• DATA RECORDS:
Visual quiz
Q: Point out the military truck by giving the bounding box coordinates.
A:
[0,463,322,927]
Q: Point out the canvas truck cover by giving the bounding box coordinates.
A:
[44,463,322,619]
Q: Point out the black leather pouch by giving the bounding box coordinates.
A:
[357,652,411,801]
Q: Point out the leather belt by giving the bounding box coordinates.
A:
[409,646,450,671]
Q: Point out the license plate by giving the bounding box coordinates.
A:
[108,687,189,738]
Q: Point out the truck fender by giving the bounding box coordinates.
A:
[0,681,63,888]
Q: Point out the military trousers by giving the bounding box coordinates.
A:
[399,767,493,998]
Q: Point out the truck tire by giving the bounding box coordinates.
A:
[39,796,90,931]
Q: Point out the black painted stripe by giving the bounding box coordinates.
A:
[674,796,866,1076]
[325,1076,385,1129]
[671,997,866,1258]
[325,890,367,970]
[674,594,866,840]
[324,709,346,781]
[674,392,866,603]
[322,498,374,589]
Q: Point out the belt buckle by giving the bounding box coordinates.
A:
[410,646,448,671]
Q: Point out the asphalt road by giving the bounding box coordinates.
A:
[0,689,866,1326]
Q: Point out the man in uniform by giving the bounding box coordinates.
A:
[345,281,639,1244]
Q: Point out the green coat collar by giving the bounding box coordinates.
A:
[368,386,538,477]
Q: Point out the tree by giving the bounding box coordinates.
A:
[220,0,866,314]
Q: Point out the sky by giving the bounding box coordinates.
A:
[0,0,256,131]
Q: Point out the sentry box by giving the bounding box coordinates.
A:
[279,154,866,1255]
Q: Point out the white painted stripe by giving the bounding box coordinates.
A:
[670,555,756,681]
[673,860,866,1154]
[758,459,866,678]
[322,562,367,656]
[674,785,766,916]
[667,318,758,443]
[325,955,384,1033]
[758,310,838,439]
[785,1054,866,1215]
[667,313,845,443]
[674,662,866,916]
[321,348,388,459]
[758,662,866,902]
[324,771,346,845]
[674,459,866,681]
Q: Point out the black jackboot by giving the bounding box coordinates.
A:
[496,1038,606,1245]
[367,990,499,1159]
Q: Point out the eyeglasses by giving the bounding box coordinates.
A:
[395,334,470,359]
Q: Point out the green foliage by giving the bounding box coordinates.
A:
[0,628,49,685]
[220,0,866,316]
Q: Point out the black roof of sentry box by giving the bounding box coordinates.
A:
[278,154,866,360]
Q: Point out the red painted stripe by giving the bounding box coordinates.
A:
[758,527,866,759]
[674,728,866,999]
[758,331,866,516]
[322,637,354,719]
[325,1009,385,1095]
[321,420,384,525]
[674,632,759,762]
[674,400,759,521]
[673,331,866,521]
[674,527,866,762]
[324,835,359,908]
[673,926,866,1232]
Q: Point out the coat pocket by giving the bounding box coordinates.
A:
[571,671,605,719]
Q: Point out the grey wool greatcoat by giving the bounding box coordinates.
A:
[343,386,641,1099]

• PROBLEM DESCRIPTION: Can you update all the entries above so that "painted stripe" becomes "painted band", with everything else left unchanged?

• TASK SOLUTION:
Visual quiz
Q: Point out the military truck by giving the bounding box coordinates.
A:
[0,463,322,927]
Q: Point out the canvas truck cover by giving the bounding box coordinates.
A:
[44,463,322,619]
Q: Point out the black leather pouch by giving the bounding box coordinates.
A:
[357,652,411,801]
Q: Point out the leather belt by giving the bounding box coordinates.
A:
[409,646,450,671]
Q: Point out the license plate by giving the bounding box coordinates.
A:
[108,687,189,738]
Q: Point out the truck fender by giving the bounding box coordinates.
A:
[0,681,63,888]
Q: Point out the military trousers by giving the bounding box coordinates.
A:
[399,767,493,998]
Q: Point out the truck tire by giving the bounding box coordinates.
A:
[39,796,90,931]
Q: Point out the black painted band by giving the bounding box coordinates.
A:
[674,796,866,1076]
[325,1076,385,1129]
[671,997,866,1258]
[325,890,367,970]
[674,594,866,840]
[324,709,346,781]
[674,392,866,603]
[322,498,374,589]
Q: Point out the belt buckle by giving the bounding box coordinates.
A:
[410,646,448,671]
Q: Point out the asphalt road by giving the bounding box coordinates.
A:
[0,689,866,1326]
Q: Point out the man in uniform by giving the bounding box coordinates.
A:
[345,281,639,1244]
Q: Point out the green coat collar by giving the bounding box coordinates.
A:
[368,386,538,477]
Q: Point out the tree by giving the bounding box coordinates.
A:
[220,0,866,314]
Q: Point out the sky by giving the bounding box coordinates.
A:
[0,0,256,131]
Q: Point out the sentry box by giving the bounding box coordinates.
A:
[279,154,866,1255]
Q: Point out the white painted band by giving the bounding box coordinates.
A:
[670,555,756,681]
[673,860,866,1154]
[758,459,866,678]
[322,562,367,656]
[674,785,766,916]
[667,318,758,443]
[325,955,384,1033]
[758,310,838,439]
[785,1054,866,1215]
[667,313,845,443]
[674,662,866,916]
[321,348,388,459]
[758,662,866,902]
[324,771,346,845]
[674,459,866,681]
Q: Point out the black jackboot by giving the bounding box coordinates.
A:
[496,1038,606,1245]
[367,990,499,1159]
Q: Point out the eyeglasses by giving the bounding box coordinates.
A:
[395,334,470,359]
Q: Point out the green foliage by giving the bounding box coordinates.
A:
[0,628,49,685]
[220,0,866,316]
Q: Point out the black roof of sentry box by giving the bounding box coordinates.
A:
[278,154,866,360]
Q: Point out the red painted band by giving the bounding box coordinates.
A:
[758,527,866,759]
[674,728,866,999]
[758,331,866,516]
[322,637,354,719]
[325,1009,385,1095]
[321,420,384,525]
[674,632,759,762]
[674,400,759,521]
[673,331,866,521]
[674,527,866,762]
[324,835,359,908]
[673,926,866,1232]
Q: Point out the coat pocket by giving the bounding box coordinates.
A:
[571,671,605,719]
Q: Point out the grey wool greatcoat by giving the bounding box coordinates.
A:
[343,386,641,1099]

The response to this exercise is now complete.